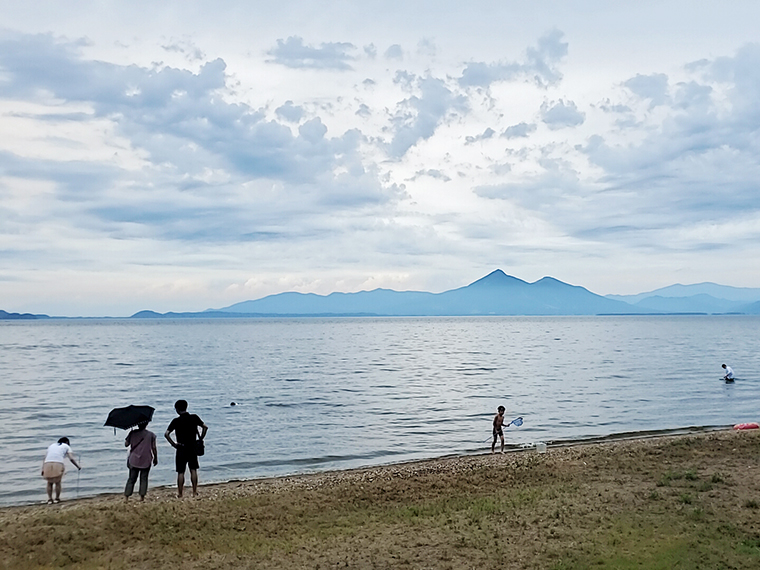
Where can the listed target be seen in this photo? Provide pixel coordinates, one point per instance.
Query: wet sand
(689, 500)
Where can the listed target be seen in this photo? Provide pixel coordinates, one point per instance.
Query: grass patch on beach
(595, 506)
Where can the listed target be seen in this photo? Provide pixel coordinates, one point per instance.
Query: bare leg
(194, 481)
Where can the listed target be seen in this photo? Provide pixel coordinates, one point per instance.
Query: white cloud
(560, 114)
(331, 55)
(539, 65)
(169, 158)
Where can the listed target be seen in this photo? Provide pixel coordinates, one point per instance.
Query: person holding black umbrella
(142, 444)
(186, 427)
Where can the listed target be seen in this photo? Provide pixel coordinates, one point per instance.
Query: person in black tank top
(185, 427)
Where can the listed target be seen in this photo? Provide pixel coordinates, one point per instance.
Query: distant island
(496, 294)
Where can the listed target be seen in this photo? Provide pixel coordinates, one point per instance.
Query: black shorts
(185, 457)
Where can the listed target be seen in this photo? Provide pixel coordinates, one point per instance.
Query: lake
(335, 393)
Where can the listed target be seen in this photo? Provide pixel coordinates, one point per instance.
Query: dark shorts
(185, 457)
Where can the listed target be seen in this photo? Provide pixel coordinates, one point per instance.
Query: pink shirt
(141, 451)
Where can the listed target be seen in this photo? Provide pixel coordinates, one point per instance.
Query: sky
(179, 156)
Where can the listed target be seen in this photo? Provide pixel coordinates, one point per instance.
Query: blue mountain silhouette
(495, 294)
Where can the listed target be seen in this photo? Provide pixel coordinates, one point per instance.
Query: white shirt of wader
(56, 453)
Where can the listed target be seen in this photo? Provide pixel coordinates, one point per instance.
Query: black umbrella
(125, 418)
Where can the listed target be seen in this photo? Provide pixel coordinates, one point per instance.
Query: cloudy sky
(177, 156)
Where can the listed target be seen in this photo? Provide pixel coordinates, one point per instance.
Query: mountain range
(495, 294)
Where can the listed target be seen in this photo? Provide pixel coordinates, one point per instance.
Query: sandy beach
(688, 501)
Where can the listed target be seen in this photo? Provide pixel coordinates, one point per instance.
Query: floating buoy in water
(748, 425)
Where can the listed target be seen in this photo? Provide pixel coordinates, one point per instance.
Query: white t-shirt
(57, 452)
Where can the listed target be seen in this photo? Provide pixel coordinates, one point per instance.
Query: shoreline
(164, 492)
(665, 501)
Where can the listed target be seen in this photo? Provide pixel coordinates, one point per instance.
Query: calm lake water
(318, 394)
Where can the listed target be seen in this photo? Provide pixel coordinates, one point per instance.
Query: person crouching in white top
(53, 467)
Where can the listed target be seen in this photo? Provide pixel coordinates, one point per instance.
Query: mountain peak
(497, 278)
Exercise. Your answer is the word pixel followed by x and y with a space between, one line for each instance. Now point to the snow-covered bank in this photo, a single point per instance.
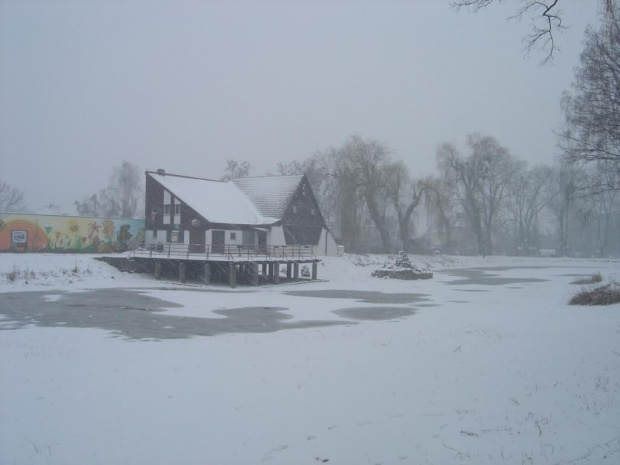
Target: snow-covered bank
pixel 493 367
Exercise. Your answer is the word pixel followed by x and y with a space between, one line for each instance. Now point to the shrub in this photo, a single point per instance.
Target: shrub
pixel 593 279
pixel 606 294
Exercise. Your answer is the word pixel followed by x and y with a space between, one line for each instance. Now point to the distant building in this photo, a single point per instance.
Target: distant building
pixel 248 213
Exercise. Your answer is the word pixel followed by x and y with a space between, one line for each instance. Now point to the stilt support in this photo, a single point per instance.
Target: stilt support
pixel 207 274
pixel 157 269
pixel 182 269
pixel 276 273
pixel 253 268
pixel 232 275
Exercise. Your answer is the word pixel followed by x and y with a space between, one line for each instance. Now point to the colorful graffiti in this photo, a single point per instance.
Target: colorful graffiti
pixel 50 233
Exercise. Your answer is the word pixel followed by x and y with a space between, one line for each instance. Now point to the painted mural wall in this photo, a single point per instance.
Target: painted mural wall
pixel 51 233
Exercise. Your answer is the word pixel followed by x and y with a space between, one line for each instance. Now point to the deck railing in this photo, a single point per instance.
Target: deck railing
pixel 226 252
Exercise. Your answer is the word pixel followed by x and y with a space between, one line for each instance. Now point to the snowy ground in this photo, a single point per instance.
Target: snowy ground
pixel 489 365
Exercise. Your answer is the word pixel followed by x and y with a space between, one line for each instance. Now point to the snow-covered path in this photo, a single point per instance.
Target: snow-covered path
pixel 491 367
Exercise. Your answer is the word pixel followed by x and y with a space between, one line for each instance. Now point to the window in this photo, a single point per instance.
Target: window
pixel 248 237
pixel 301 235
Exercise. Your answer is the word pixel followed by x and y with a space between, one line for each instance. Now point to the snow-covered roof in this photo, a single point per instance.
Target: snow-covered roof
pixel 216 201
pixel 270 194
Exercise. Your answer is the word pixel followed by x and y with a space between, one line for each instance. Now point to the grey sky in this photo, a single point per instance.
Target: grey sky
pixel 184 85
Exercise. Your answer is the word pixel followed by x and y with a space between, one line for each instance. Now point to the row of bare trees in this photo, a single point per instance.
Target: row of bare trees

__________________________________________________

### What is required
Return, exactly as they stand, all of the lines above, but not the pictures.

### Response
Where can the listed target be seen in this photo? Provide pixel coordinates, one point per instance.
Query: wet sand
(689, 500)
Where can the listed target be seen in this photo? Provide pixel coordinates, one point per instance.
Query: grass patch on beach
(595, 506)
Where can the listed target be seen in this photo? Provide pixel coordinates, one point per instance.
Query: bare leg
(194, 481)
Where can the listed target be seen in this photo? Provide pixel coordinates, one point per instance.
Query: white cloud
(560, 114)
(331, 55)
(539, 65)
(169, 158)
Where can the listed target be seen in this photo? Provide pixel coordinates, one point per instance.
Query: person holding black umbrella
(142, 444)
(186, 427)
Where can the listed target be seen in this photo? Provide pixel coordinates, one point per instance.
Query: person in black tank top
(185, 427)
Where can the listed target be seen in this photo? Provide pixel coordinates, one point per instance.
Query: distant island
(496, 294)
Where can the listed target be seen in this photo? Provide pixel coordinates, one point per instance.
Query: black shorts
(185, 457)
Where can the listed target be seen in this photo? Provide pixel coordinates, one point per instance.
Query: lake
(335, 393)
Where can the listed target be seen in this photo? Provide pixel coordinates, one point per instance.
Query: dark shorts
(185, 457)
Where can the listed target be seen in this photo? Provide pixel coordinates, one point per instance.
Query: pink shirt
(141, 451)
Where can the listed target be seen in this photo? Provide pixel coordinates, one point per instance.
Query: sky
(179, 156)
Where can the listed target be seen in this photo? Provide pixel coordinates, one point per instance.
Query: blue mountain silhouette
(495, 294)
Where can the listed target be seen in this photo? Provide pixel coordinates, one point per instance.
Query: white shirt of wader
(56, 453)
Where can the listed target be seen in this photo? Provide pixel coordinates, one point per instance.
Query: black umbrella
(125, 418)
Where can the listed target be seen in this photo? Provide pixel coordinates, one point per instance.
Query: cloudy sky
(177, 156)
Where can the listed target be seen in this photo? Provide pixel coordinates, one point per instance.
Query: mountain range
(495, 294)
Where can the listed target be seen in this photo? Provide pixel coordinates, one point per instance.
Query: sandy beach
(688, 501)
Where can the listed target be seen in this photo? Provide pixel coordinates, one point per instance.
Query: floating buoy in water
(748, 425)
Where can the listed target be seen in this photo? Provide pixel coordinates, one point per instance.
Query: white t-shirt
(57, 452)
Where can the listed target be seen in this photo? Provide pixel coordinates, one point per instance.
Query: shoreline
(164, 492)
(665, 501)
Where can the listed target be seen in this photo? Provide pixel coordinates, one point per instance.
Query: calm lake water
(318, 394)
Where can the listed target be seen in this photo? Provide pixel coordinates, one point per instance.
Query: person crouching in white top
(53, 467)
Where can the listed target be seen in this photo? Provide pixel coordinates, one point per instance.
Query: mountain peak
(497, 278)
Exercise. Your answer is the word pixel followed by x and y with a space between, one line for each instance. Now point to the snow-covered bank in this photo, a single point per instance.
Target: snow-covered bank
pixel 493 367
Exercise. Your answer is the word pixel followed by x and y with a space between, one line for each instance. Now point to the shrub in this photo, a single point per instance.
Target: shrub
pixel 593 279
pixel 606 294
Exercise. Your answer is the word pixel followed by x and y with a space between, one line for each instance. Now point to the distant building in this photo, a single point per instance.
Target: distant building
pixel 248 213
Exercise. Your answer is the word pixel followed by x and y with a space between, one line for each instance. Now point to the stilt support in this photo, a single point per instance.
Target: stilt support
pixel 207 274
pixel 157 269
pixel 182 269
pixel 276 273
pixel 253 268
pixel 232 275
Exercise. Your answer is the word pixel followed by x and y with a space between, one line for each instance. Now point to the colorful graffiti in this photo, a single point per instance.
Target: colorful graffiti
pixel 50 233
Exercise. Your answer is the word pixel followed by x and y with a space between, one line for each instance. Now point to the painted mural wall in this photo, a single point per instance.
Target: painted mural wall
pixel 51 233
Exercise. Your answer is the word pixel followed by x and y with a space between, one line for each instance. Now point to the deck railing in this photo, a single point per instance.
Target: deck railing
pixel 226 252
Exercise. Your answer is the word pixel followed by x and y with a space between, one line for each instance. Now point to the snowy ground in this photo, a single point per instance.
Target: snowy ground
pixel 489 365
Exercise. Your answer is the word pixel followed by x and y with a space between, one line for each instance. Now point to the snow-covered path in this photo, a single point per instance.
Target: snow-covered path
pixel 491 367
Exercise. Your answer is the word pixel followed by x and y with a space between, one line for each instance. Now point to the window in this photo, a single point per instance.
Target: window
pixel 248 237
pixel 301 235
Exercise. Your answer is the word pixel followed by x and y with a space between, one line for each instance. Now point to the snow-covered roof in this photo, a single point per instance.
Target: snow-covered roof
pixel 216 201
pixel 270 194
Exercise. Your answer is the word pixel followed by x and y with a space between, one line for each instance. Now point to the grey sky in this photo, a single point per instance.
Target: grey sky
pixel 184 85
Exercise. Your answer is the word pixel followed by x and y with a space between, one line for each instance. Now point to the row of bare trees in this photo, a single point per instance.
Target: row of bare trees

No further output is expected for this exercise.